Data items
========

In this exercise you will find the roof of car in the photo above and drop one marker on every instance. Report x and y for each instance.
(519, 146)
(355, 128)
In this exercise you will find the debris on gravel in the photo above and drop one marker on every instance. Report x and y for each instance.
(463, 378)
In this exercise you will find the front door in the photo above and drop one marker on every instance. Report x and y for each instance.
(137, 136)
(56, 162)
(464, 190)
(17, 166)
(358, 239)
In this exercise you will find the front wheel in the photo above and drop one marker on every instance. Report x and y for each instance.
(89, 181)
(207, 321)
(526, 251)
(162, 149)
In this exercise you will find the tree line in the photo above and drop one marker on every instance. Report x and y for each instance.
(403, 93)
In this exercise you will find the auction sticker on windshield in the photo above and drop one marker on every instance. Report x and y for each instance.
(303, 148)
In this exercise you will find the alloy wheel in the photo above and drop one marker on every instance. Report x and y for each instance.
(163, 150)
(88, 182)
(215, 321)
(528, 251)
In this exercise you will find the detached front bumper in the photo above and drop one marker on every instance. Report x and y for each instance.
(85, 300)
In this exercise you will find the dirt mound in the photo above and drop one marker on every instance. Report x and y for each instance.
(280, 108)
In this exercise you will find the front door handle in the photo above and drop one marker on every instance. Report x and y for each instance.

========

— How to complete this task —
All of the entries above need to be retyped exactly.

— Your solution —
In this exercise you will find the roof of car in the photo above and drop one marker on every instance. Report x and y for each instance.
(519, 146)
(355, 128)
In this exercise you will find the debris on gravel in the photo above and drop one marker on every instance. Report x and y for each instance.
(463, 378)
In this exercise you will find the front door in the photo above and drop one marker on every instance. Report x and y for each instance.
(137, 136)
(56, 162)
(464, 190)
(17, 166)
(358, 239)
In this exercise you will find the front wheel in the photo above and drop one marker on every instance. Report x and y for each instance.
(89, 181)
(207, 321)
(526, 251)
(162, 149)
In this exercise you will find the tree line in the photo above and drop one marker on every instance. Report x and y for each instance.
(403, 93)
In this exercise you will find the auction sticker on windshield in the photo above and drop one marker on every instance. Report x and y for each instance.
(303, 148)
In this exercise you will find the alloy wheel in the photo above and drop one marker on every instance. Report x and y for each instance.
(163, 150)
(88, 182)
(215, 321)
(528, 251)
In this exercise you will find the detached front bumper in the photo above and drop one marker on every instance. Report x and y for each instance.
(85, 300)
In this exercise you will find the dirt mound in the photo above and drop one marker on every instance. Report x and y for each instance.
(280, 108)
In this exercise you will find the front door handle in the photo above and drop one marker on every instance. Report x and y for each instance.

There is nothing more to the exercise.